» DATA SHOWN
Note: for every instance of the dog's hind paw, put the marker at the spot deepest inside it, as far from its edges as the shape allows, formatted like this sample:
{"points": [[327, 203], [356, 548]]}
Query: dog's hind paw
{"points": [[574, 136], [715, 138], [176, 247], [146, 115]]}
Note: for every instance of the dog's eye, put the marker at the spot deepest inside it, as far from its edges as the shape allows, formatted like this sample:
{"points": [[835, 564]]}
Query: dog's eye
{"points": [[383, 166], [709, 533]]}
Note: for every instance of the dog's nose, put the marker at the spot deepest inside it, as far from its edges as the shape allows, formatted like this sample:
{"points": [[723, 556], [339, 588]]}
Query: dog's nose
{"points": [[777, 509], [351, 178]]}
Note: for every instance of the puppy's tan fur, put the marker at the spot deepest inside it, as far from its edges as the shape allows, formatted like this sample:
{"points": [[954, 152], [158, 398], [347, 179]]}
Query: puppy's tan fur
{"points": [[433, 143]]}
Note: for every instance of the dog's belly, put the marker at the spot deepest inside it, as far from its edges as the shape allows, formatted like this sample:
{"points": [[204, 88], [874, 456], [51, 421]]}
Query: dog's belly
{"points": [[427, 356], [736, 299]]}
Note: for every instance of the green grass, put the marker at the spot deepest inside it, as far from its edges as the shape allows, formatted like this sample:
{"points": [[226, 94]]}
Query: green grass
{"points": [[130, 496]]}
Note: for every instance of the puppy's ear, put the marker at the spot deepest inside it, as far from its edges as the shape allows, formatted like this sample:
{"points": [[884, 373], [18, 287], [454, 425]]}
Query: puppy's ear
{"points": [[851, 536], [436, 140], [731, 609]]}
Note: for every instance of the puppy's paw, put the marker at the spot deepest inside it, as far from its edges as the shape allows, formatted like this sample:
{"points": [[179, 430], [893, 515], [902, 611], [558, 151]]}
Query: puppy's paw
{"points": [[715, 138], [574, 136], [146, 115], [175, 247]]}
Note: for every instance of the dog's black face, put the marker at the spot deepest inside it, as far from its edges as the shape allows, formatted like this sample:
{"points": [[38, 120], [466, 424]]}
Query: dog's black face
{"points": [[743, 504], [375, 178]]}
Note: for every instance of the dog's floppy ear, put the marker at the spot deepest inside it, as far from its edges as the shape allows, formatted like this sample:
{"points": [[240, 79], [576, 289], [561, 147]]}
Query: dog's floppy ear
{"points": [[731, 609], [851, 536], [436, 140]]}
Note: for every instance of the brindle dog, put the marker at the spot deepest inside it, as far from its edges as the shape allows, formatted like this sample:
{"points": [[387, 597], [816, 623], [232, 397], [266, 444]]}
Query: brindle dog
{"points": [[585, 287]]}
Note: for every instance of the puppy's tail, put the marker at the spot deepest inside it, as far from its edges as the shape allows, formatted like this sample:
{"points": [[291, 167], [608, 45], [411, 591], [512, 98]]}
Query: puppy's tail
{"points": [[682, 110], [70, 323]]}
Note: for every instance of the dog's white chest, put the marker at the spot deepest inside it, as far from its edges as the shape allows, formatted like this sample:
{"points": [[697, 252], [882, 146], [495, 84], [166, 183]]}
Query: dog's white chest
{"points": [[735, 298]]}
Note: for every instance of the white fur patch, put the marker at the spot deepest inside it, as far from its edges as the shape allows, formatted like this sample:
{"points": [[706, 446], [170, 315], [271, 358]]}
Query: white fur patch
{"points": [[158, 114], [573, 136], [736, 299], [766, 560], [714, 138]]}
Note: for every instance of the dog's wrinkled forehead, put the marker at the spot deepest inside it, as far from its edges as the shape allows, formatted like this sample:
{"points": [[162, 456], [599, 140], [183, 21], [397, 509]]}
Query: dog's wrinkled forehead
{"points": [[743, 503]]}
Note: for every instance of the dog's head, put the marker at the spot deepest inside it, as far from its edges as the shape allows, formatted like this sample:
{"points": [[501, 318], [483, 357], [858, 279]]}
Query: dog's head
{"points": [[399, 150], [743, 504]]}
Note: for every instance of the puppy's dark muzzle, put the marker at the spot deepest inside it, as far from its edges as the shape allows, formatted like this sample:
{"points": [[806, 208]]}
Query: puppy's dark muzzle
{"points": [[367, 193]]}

» WHAT TO WORK ON
Every entry above needs to be quoted exactly.

» CORRECT RESPONSE
Note: for every instance of the dog's hind paw, put the marker at the spot deepest inside it, as far from its edges as the shape allows, formatted like this sample:
{"points": [[327, 203], [356, 548]]}
Query: dog's hind paw
{"points": [[574, 136], [715, 138], [176, 247], [146, 115]]}
Note: for every instance of the dog's eye, put the marker at the spot deepest inside it, as far from its edges as the shape allows, formatted like this sample:
{"points": [[835, 564]]}
Query: dog's eye
{"points": [[383, 166], [709, 533]]}
Note: for every instance of the dog's nose, put the marker at the spot deepest inside it, as far from its edges as the shape allows, formatted like this sample:
{"points": [[723, 556], [339, 588]]}
Query: dog's nose
{"points": [[777, 509], [351, 178]]}
Note: for every instance of the puppy's tan fur, put the marker at the spot deepest inside it, as far from its edges as the shape allows, formatted like this sample:
{"points": [[954, 152], [158, 398], [347, 179]]}
Query: puppy's tan fur
{"points": [[433, 143]]}
Note: for every instance of the dog's belly, put the marker at the spot deepest inside it, as far from its edges as the shape allows, formatted like this sample:
{"points": [[204, 88], [874, 456], [51, 421]]}
Query: dog's belly
{"points": [[427, 356], [736, 299]]}
Note: for every instance of the green grass, put the marker at the spot deepest inside it, as far from its edges as the shape allows, formatted like this sample:
{"points": [[226, 94]]}
Query: green grass
{"points": [[130, 496]]}
Note: for every instance of the puppy's ear, put the marker at the spot deepest inside it, as far from its edges as the shape allows, formatted like this sample:
{"points": [[884, 373], [18, 287], [454, 425]]}
Query: puppy's ear
{"points": [[851, 536], [436, 140], [731, 609]]}
Note: for every instance of the puppy's paw, put the marker at the spot deepest inside it, as far from its edges as the shape allows, formatted like this sample:
{"points": [[179, 430], [893, 515], [902, 611], [558, 151]]}
Query: puppy's paw
{"points": [[715, 138], [574, 136], [146, 115], [175, 247]]}
Note: for every instance of the dog's black face, put the marker at the spot deepest inside it, as far from its edges as the shape allows, formatted like this sample:
{"points": [[38, 120], [466, 424]]}
Query: dog's black face
{"points": [[743, 504], [375, 178]]}
Note: for every instance of the dog's floppy ear, put the marker at the spot deepest inside it, as far from its edges as the shape allows, formatted like this sample:
{"points": [[240, 79], [576, 289], [561, 147]]}
Query: dog's floppy ear
{"points": [[731, 609], [851, 536], [436, 140]]}
Note: for every instance of the brindle dog, put the marker at the spot deepest inside it, as far from its edges as the shape allows, formatted like this sample:
{"points": [[387, 597], [816, 623], [232, 397], [266, 444]]}
Query: brindle dog
{"points": [[585, 287]]}
Note: for every instance of the puppy's tail, put the marker at the spot deepest inside it, as far from its edges as the shape allows, formatted like this sample:
{"points": [[291, 167], [608, 45], [411, 591], [512, 98]]}
Query: puppy's tail
{"points": [[682, 110], [70, 323]]}
Note: for every instance of the dog's white chest, put the marker at the spot deepest inside it, as far from its edges as the shape allows, formatted like this sample:
{"points": [[697, 252], [882, 146], [495, 84], [166, 183]]}
Query: dog's white chest
{"points": [[735, 298]]}
Note: for every instance of the white fur patch, put the marker at the spot deepest inside it, as far from its edges as the shape allows, formatted like this sample:
{"points": [[706, 446], [170, 315], [271, 358]]}
Query: white fur patch
{"points": [[158, 114], [573, 136], [736, 299], [766, 560], [714, 138]]}
Note: for every instance of the dog's wrinkled forehead, put the marker at the spot deepest inside it, as far from its edges as the shape allows, formatted like this sample:
{"points": [[162, 456], [599, 140], [183, 21], [397, 509]]}
Query: dog's wrinkled forehead
{"points": [[743, 503]]}
Note: for every instance of the dog's head, put the marker at the spot deepest inside it, as far from its edges as the shape allows, formatted like this sample:
{"points": [[501, 318], [483, 357], [858, 279]]}
Query: dog's head
{"points": [[399, 150], [743, 504]]}
Note: for every instance of the puppy's dark muzzle, put the marker at the spot deepest inside it, as far from its edges as the shape allows, formatted like this sample:
{"points": [[806, 208]]}
Query: puppy's dark muzzle
{"points": [[367, 193]]}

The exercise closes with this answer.